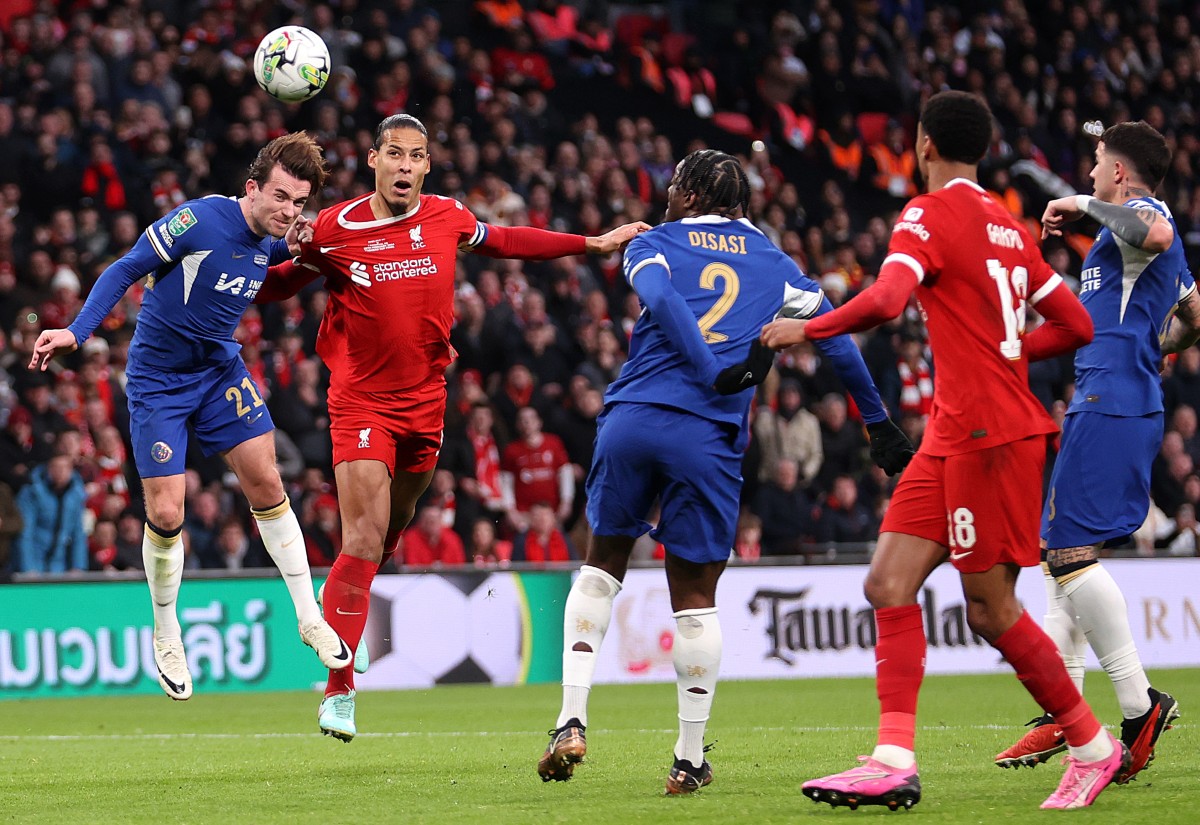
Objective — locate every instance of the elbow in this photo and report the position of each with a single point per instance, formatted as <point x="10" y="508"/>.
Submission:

-=-=-

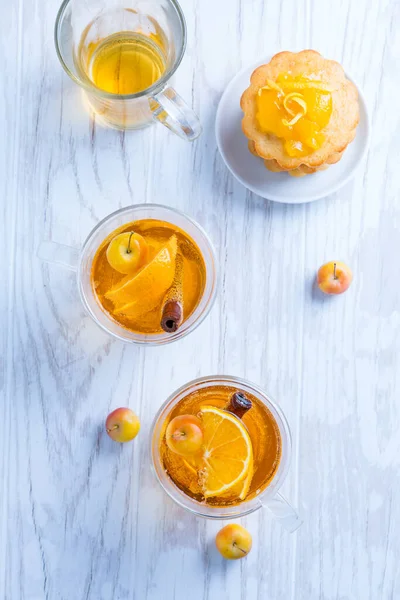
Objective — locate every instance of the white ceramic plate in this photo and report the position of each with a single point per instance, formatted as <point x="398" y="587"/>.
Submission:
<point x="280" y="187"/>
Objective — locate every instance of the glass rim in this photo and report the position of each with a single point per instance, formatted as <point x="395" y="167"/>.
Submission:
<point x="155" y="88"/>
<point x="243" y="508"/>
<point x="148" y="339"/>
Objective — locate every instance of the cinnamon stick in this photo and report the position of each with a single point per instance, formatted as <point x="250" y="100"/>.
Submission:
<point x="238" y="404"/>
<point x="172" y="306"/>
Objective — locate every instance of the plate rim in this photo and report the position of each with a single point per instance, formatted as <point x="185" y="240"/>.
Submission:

-=-=-

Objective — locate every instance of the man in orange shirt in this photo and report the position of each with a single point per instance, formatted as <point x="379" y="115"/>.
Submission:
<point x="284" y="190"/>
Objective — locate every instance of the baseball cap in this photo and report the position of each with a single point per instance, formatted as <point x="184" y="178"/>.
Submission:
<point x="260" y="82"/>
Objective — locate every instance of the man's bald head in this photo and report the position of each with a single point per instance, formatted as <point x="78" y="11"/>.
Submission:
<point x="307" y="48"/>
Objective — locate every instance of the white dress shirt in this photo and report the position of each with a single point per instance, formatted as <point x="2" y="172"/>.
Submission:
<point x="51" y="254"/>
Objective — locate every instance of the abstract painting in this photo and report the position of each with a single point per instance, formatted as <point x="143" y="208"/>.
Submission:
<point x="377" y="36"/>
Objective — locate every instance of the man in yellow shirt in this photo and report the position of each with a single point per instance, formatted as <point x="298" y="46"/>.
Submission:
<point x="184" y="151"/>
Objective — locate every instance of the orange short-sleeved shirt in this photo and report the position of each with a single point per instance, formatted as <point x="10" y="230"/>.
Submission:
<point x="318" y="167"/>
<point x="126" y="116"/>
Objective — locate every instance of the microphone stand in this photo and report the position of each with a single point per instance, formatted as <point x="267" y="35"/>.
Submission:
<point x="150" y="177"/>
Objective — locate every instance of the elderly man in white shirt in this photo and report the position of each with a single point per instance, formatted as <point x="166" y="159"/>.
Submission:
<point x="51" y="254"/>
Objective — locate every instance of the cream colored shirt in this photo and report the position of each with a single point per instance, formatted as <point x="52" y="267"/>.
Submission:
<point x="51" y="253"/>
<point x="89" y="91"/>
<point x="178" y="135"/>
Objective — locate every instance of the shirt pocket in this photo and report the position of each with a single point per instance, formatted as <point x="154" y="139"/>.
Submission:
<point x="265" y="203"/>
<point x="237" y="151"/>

-=-=-

- _WHAT YOU SHOULD DO_
Please copy each line of the records above in which the word "plate" can be found.

- _SOLUTION_
Objective — locate every instance of the white ceramic plate in this photo and report the position of each with a single point per instance, formatted as <point x="398" y="587"/>.
Objective — locate every instance of the plate rim in this photo and report the position of each with a single point per instance, formatted as <point x="185" y="240"/>.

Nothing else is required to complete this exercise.